Exercise material below:

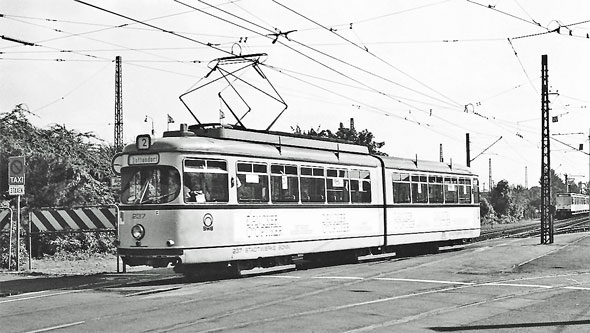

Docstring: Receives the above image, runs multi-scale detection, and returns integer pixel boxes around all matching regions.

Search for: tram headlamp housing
[131,224,145,241]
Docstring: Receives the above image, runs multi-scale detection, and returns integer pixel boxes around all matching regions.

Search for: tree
[489,179,512,217]
[291,121,387,155]
[1,105,115,208]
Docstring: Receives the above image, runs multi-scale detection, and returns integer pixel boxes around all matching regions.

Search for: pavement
[2,232,590,332]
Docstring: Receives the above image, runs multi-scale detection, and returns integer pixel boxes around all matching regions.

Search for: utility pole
[489,158,493,190]
[466,133,471,167]
[525,166,528,189]
[540,54,553,244]
[114,56,123,152]
[439,144,443,163]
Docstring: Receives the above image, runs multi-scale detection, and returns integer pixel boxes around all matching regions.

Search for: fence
[28,205,122,272]
[0,208,12,233]
[30,206,118,233]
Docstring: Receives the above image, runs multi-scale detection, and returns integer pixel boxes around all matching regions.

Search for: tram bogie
[113,124,480,277]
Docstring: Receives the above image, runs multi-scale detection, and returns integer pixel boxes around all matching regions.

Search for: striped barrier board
[30,207,118,233]
[0,209,12,232]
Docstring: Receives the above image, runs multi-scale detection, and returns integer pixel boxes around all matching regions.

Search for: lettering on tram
[245,214,282,239]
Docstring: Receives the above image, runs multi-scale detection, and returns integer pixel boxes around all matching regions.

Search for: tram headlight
[131,224,145,241]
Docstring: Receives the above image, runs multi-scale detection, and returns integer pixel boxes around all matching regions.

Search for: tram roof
[184,125,370,154]
[380,156,475,177]
[125,125,476,176]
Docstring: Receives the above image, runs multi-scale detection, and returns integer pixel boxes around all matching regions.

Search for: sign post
[8,156,25,270]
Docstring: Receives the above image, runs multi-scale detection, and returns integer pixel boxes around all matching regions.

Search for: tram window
[327,168,349,203]
[392,172,411,204]
[428,176,444,204]
[350,170,371,203]
[184,159,229,203]
[411,173,428,203]
[300,166,325,202]
[237,162,269,203]
[444,177,459,204]
[458,178,472,204]
[121,166,181,205]
[271,164,299,203]
[473,178,480,203]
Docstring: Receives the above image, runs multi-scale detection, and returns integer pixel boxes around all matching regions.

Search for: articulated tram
[112,124,480,276]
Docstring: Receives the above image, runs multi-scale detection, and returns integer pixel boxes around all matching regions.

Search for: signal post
[8,156,25,270]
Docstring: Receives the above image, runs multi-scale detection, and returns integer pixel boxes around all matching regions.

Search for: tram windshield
[120,166,181,204]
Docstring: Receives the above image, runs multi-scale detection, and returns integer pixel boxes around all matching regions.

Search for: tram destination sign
[8,156,25,196]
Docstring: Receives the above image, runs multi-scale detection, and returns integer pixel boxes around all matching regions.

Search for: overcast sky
[2,0,590,189]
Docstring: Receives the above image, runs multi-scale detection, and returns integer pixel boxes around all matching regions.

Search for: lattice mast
[540,54,553,244]
[114,56,123,152]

End of Exercise material.

**What is required**
Return each line above exactly; any pictures are to be skipped.

**Response to this task**
Docstring: Receives the above image, runs multi-scale detection, and returns integer pixel boxes around all matching regions.

Search for: tram headlamp housing
[131,224,145,241]
Docstring: Receives the above image, runs multi-scale detection, and returns integer pixel boxes around all matching regions.

Search for: tree
[489,179,512,217]
[291,121,387,155]
[1,105,115,208]
Docstring: Receives the above image, runs multi-scale detection, and returns integer pixel boxes around all matching regions.

Search for: pavement
[2,232,590,332]
Docstring: Receives the above image, runs multi-scale detection, and returns integer pixel boxes around all matching regions.

Search for: utility pole
[489,158,493,190]
[466,133,471,167]
[525,166,528,189]
[540,54,553,244]
[114,56,123,152]
[439,144,443,163]
Docstring: Receives the above image, runs multi-scale detection, and returns integer pixel boxes around all matching regions.

Search for: fence
[28,205,122,272]
[0,208,12,233]
[30,206,118,233]
Docstring: Receives the above image, runs multi-scale detection, and returns integer pixel boxes around all matching regions.

Search for: tram bogie
[113,124,480,277]
Docstring: Receives the above image, runs multi-scale detection, and returns integer pixel boxes around all matching regions.

Search for: striped barrier board
[30,207,118,233]
[0,209,12,232]
Docstring: Receives the above image, runs multi-scale detection, and returns integer pixel boxes around all matching regions.

Search for: lettering on tram
[245,214,282,239]
Docstring: Receives the above image, runs multi-scale detection, and returns integer pixel boxes around all matching regions.

Search for: tram headlight
[131,224,145,241]
Docstring: Receives the above image, runs multi-scale detection, and returns integer pixel boxes around all matching regions.

Search for: tram roof
[184,125,370,154]
[380,156,475,177]
[125,125,476,176]
Docstring: Receives the above image, runs multi-scale detection, and returns integer pixel boxes around all matching regions.

Search for: sign post
[8,156,25,270]
Docstring: Receives the above image, runs multi-scale detection, and returns integer pixel boxes around all matching regions.

Search for: tram window
[327,168,349,203]
[392,172,411,204]
[428,176,444,204]
[350,170,371,203]
[184,159,229,203]
[411,173,428,203]
[300,166,325,202]
[237,162,269,203]
[444,177,459,204]
[458,178,472,204]
[121,166,181,205]
[271,164,299,203]
[473,178,480,203]
Docstring: Receives the above image, runs multi-scale detection, and returns integer pixel boxes around all matching regions.

Search for: articulated tram
[112,124,480,276]
Docstring: Receives the above image, runs multi-scale detection, and returns integer pixel boxes around all matching regions.

Search for: signal post
[8,156,25,270]
Docstring: Receives the above image, runs multi-scale detection, and returns integer pixel boxes around all matching regions.

Search for: tram windshield
[120,166,181,204]
Docstring: Receives the above image, runs multi-scale detection, and returns integer pixel boxes around all matching regions.

Search for: tram destination sign
[8,156,25,196]
Docstring: Receives the above image, runs multi-scale detection, and returns integer pixel boxes around all matching regions.

Search for: overcast sky
[2,0,590,189]
Docstring: Receives the above image, runs multi-scale detection, and returns integer pixel boxes around all matching regions.

Search for: lattice mast
[540,54,553,244]
[114,56,123,152]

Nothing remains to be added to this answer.